Task instructions: Without any pictures, reproduce exactly the lines running from the line containing "of the sky in" through the end of the entries.

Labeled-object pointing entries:
'''

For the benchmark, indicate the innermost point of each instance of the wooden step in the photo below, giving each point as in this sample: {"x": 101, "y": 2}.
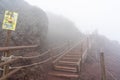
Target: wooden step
{"x": 63, "y": 74}
{"x": 68, "y": 62}
{"x": 71, "y": 60}
{"x": 64, "y": 68}
{"x": 75, "y": 56}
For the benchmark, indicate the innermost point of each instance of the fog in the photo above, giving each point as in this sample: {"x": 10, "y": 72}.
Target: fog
{"x": 88, "y": 15}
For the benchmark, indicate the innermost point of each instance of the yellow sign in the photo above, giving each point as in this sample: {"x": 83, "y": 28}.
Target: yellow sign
{"x": 10, "y": 20}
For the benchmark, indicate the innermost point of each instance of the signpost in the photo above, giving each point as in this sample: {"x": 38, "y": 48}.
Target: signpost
{"x": 9, "y": 23}
{"x": 10, "y": 20}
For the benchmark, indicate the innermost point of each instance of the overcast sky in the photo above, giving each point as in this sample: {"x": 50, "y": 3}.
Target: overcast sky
{"x": 88, "y": 15}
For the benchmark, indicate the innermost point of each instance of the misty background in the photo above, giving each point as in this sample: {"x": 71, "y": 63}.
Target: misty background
{"x": 88, "y": 15}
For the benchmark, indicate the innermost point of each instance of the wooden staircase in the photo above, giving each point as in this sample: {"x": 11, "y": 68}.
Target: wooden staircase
{"x": 68, "y": 66}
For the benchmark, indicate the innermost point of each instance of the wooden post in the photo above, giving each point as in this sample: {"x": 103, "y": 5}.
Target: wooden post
{"x": 103, "y": 72}
{"x": 7, "y": 53}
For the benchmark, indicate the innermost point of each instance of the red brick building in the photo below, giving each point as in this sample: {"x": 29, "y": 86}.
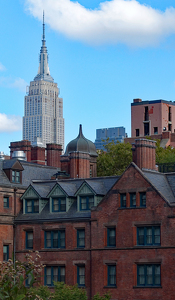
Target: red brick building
{"x": 106, "y": 234}
{"x": 78, "y": 161}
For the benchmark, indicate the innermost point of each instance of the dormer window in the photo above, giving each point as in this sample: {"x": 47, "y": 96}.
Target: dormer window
{"x": 16, "y": 176}
{"x": 59, "y": 204}
{"x": 86, "y": 202}
{"x": 32, "y": 206}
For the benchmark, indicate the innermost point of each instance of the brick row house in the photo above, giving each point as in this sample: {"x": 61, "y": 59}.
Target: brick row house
{"x": 111, "y": 234}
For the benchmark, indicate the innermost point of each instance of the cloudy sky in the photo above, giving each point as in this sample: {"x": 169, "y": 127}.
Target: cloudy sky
{"x": 102, "y": 54}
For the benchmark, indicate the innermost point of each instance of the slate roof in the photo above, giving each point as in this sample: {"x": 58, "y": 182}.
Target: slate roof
{"x": 45, "y": 215}
{"x": 100, "y": 185}
{"x": 43, "y": 189}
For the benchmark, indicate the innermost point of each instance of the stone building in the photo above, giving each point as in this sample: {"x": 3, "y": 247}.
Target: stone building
{"x": 43, "y": 108}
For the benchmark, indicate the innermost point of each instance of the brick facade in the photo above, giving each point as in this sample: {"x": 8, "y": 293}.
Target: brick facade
{"x": 124, "y": 244}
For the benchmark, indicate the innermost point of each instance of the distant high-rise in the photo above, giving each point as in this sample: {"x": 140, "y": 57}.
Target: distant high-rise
{"x": 43, "y": 112}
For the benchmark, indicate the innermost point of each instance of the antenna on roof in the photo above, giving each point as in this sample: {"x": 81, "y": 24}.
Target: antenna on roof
{"x": 43, "y": 27}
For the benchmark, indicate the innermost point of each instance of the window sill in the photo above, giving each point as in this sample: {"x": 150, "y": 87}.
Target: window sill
{"x": 131, "y": 207}
{"x": 147, "y": 246}
{"x": 110, "y": 287}
{"x": 147, "y": 287}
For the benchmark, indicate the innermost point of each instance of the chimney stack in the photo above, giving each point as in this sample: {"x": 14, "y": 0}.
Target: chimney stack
{"x": 144, "y": 154}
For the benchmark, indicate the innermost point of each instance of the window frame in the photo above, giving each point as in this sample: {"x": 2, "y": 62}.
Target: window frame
{"x": 79, "y": 276}
{"x": 6, "y": 206}
{"x": 141, "y": 199}
{"x": 145, "y": 275}
{"x": 80, "y": 238}
{"x": 109, "y": 230}
{"x": 27, "y": 239}
{"x": 52, "y": 232}
{"x": 59, "y": 268}
{"x": 132, "y": 196}
{"x": 33, "y": 205}
{"x": 16, "y": 176}
{"x": 59, "y": 199}
{"x": 109, "y": 268}
{"x": 145, "y": 235}
{"x": 122, "y": 200}
{"x": 88, "y": 203}
{"x": 6, "y": 253}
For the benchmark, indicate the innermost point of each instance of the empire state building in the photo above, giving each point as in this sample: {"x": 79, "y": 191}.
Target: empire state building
{"x": 43, "y": 109}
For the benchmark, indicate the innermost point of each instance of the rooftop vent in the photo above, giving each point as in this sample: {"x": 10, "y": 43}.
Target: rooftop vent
{"x": 19, "y": 155}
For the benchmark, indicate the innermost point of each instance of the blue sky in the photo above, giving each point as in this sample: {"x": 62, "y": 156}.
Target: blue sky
{"x": 102, "y": 54}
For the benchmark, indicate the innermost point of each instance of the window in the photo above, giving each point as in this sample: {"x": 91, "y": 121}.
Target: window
{"x": 143, "y": 199}
{"x": 81, "y": 275}
{"x": 6, "y": 202}
{"x": 5, "y": 252}
{"x": 123, "y": 200}
{"x": 169, "y": 127}
{"x": 133, "y": 199}
{"x": 111, "y": 275}
{"x": 58, "y": 204}
{"x": 155, "y": 130}
{"x": 146, "y": 129}
{"x": 16, "y": 176}
{"x": 111, "y": 237}
{"x": 29, "y": 239}
{"x": 80, "y": 238}
{"x": 137, "y": 132}
{"x": 86, "y": 202}
{"x": 148, "y": 275}
{"x": 29, "y": 277}
{"x": 32, "y": 206}
{"x": 54, "y": 273}
{"x": 148, "y": 235}
{"x": 55, "y": 239}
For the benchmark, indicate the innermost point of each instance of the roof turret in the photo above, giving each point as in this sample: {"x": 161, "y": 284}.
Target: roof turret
{"x": 81, "y": 144}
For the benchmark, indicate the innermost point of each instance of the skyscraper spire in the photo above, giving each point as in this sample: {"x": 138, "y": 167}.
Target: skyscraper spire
{"x": 43, "y": 70}
{"x": 43, "y": 40}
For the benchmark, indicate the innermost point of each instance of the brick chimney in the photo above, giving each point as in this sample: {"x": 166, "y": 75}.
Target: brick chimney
{"x": 79, "y": 165}
{"x": 144, "y": 154}
{"x": 23, "y": 145}
{"x": 53, "y": 155}
{"x": 38, "y": 155}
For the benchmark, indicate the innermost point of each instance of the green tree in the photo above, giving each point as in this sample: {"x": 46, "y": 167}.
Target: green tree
{"x": 13, "y": 277}
{"x": 114, "y": 160}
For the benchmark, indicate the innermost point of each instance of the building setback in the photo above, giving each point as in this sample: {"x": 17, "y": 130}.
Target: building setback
{"x": 43, "y": 112}
{"x": 107, "y": 135}
{"x": 150, "y": 118}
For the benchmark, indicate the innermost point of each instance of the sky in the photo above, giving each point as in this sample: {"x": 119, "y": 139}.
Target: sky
{"x": 102, "y": 55}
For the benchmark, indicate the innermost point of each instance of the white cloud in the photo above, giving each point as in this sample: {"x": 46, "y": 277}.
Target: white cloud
{"x": 115, "y": 21}
{"x": 10, "y": 123}
{"x": 2, "y": 68}
{"x": 17, "y": 83}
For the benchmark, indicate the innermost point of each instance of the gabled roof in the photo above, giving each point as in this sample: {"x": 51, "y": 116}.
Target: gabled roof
{"x": 99, "y": 185}
{"x": 158, "y": 181}
{"x": 43, "y": 189}
{"x": 68, "y": 186}
{"x": 31, "y": 171}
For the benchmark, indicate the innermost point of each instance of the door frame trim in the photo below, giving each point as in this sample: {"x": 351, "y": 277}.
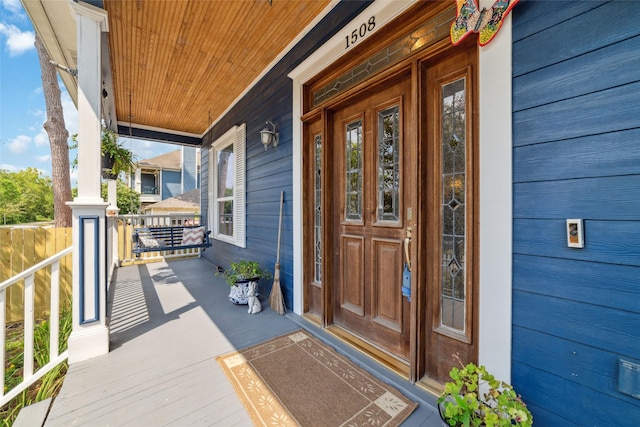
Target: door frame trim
{"x": 495, "y": 176}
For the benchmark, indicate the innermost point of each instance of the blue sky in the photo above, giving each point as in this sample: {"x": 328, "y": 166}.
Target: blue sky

'''

Answer to the problem:
For the benchmark, indicate the innermost point of each instance of the sky in the photo above, giving each point as in this sample: {"x": 119, "y": 139}.
Target: sky
{"x": 102, "y": 55}
For the benchmark, indicate the innermost point of each instance of the white cloud in the photo above, giving each point as in this sample: {"x": 46, "y": 277}.
Target: white cloud
{"x": 115, "y": 21}
{"x": 10, "y": 123}
{"x": 2, "y": 68}
{"x": 17, "y": 83}
For the benchmark, indicate the innermost point of each instance of the gabled roof in the photo above, giving each point as in this sample: {"x": 51, "y": 116}.
Target: gabled roof
{"x": 99, "y": 185}
{"x": 158, "y": 181}
{"x": 43, "y": 189}
{"x": 68, "y": 186}
{"x": 31, "y": 171}
For the benchmark, indicate the innermost point of each instance of the door frame trim in the photo below, giving each point as in this sample: {"x": 351, "y": 277}.
Target: door frame trim
{"x": 495, "y": 176}
For the benchmark, indicate the innermost point of each instance of the blue sky in the photo above, giving each point as in this sample: {"x": 328, "y": 166}.
Target: blue sky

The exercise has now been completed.